Make len fully relational

Author: shonfeder

solutions/lists.mod

@@ -36,9 +36,29 @@ nth [_|Xs] N X        :- N > 0
                        & nth Xs {calc (N - 1)} X.
 
 % 1.04
-pred len o:list A, o: Int.
-len []    0.
-len [_|T] N :- N is {len T} + 1.
+pred len o:list A, o:int.
+% `len Ls N` is true when `N` is the length of `Ls`.
+pred len.aux o:list A, o:int.
+% When `N` is bound, we count down from `N` to `0`, removing one element of
+% `Ls` with each unit of `N` removed. If we arrive at `[]` and `0` at the
+% same time, we are done, and cannot possibly have more conclusions (thus the cut).
+len Ls N :- not (var N),
+          ( len.aux [] 0
+          & pi T M M'\
+            len.aux [_|T] M :- M' is M - 1,
+                               len.aux T M'
+          ) => len.aux Ls N, !.

◆ WRITTEN TASK 1 ◆
List every line that the "Make len fully relational" commit removes from solutions/lists.mod.
◆ WRITTEN TASK 2 ◆
In the "Make len fully relational" commit, why does the new len clause end with a cut? Answer in one to three sentences.
◆ WRITTEN TASK 3 ◆
Carry on the commit that makes len fully relational from the line where it stops.

◆ INFORMATION GIVEN ◆
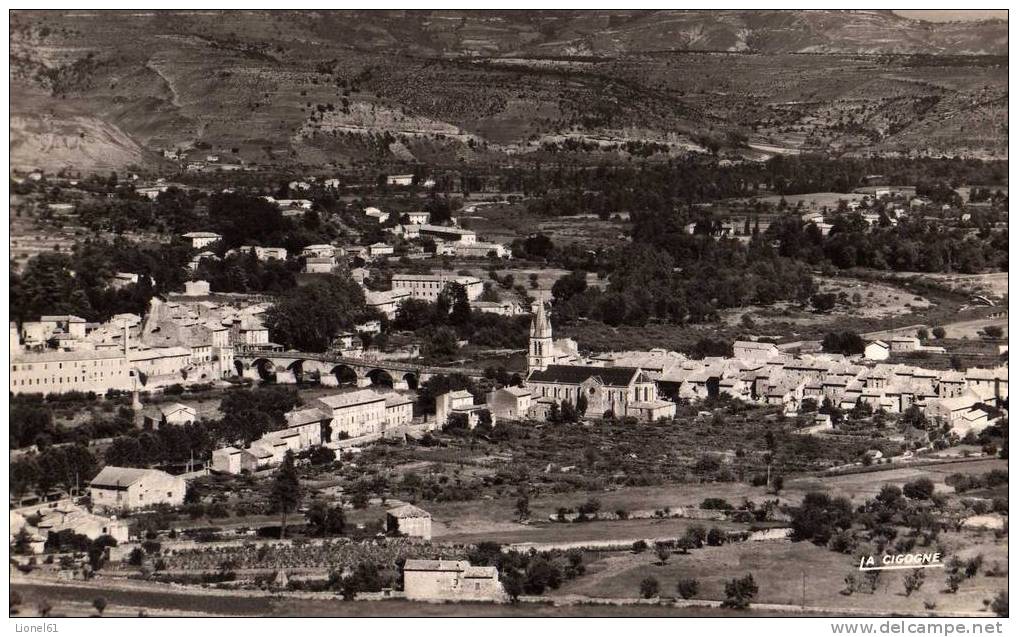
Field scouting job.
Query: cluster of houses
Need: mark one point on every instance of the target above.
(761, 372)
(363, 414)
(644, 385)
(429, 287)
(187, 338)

* * *

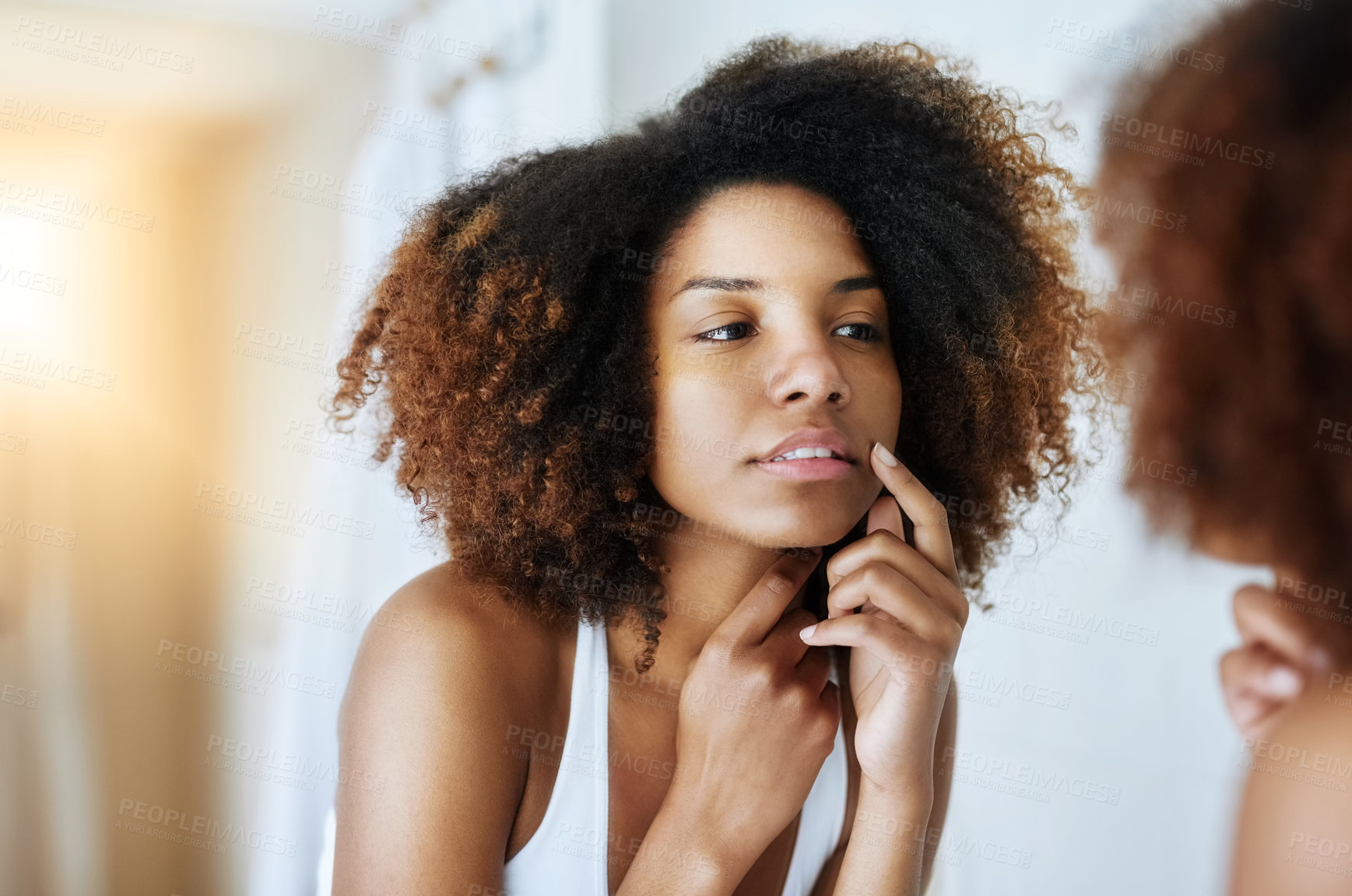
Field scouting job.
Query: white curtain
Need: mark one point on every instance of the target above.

◆ FINAL ANSWER 1 ◆
- pred len o:list A, o: Int.
- len []    0.
- len [_|T] N :- N is {len T} + 1.

◆ FINAL ANSWER 2 ◆
When N is bound, the code counts down from N to 0 and removes one element of Ls for each unit of N. Once it reaches [] and 0 at the same time, it is done and cannot possibly have more conclusions, so the cut is added.

◆ FINAL ANSWER 3 ◆
+% When `N` is free, then we count up, starting from `0` to `N`, constructing
+% a list by adding a free variable to our list each time a unit is added to
+% `N`. When the list we're constructing can be unified with the input `Ls`
+% then we're at our `N`. If `Ls` is left partial in the tail, then we can
+% keep generating longer lists for `Ls` on backtracking.
+len Ls N :- var N,
+          ( len.aux Ls N
+          & pi L M M'\
+            len.aux L M :- M' is M + 1,
+                           len.aux [_|L] M'
+          ) => len.aux [] 0.
 
 % 1.05
 pred rev o:list A, o:list A.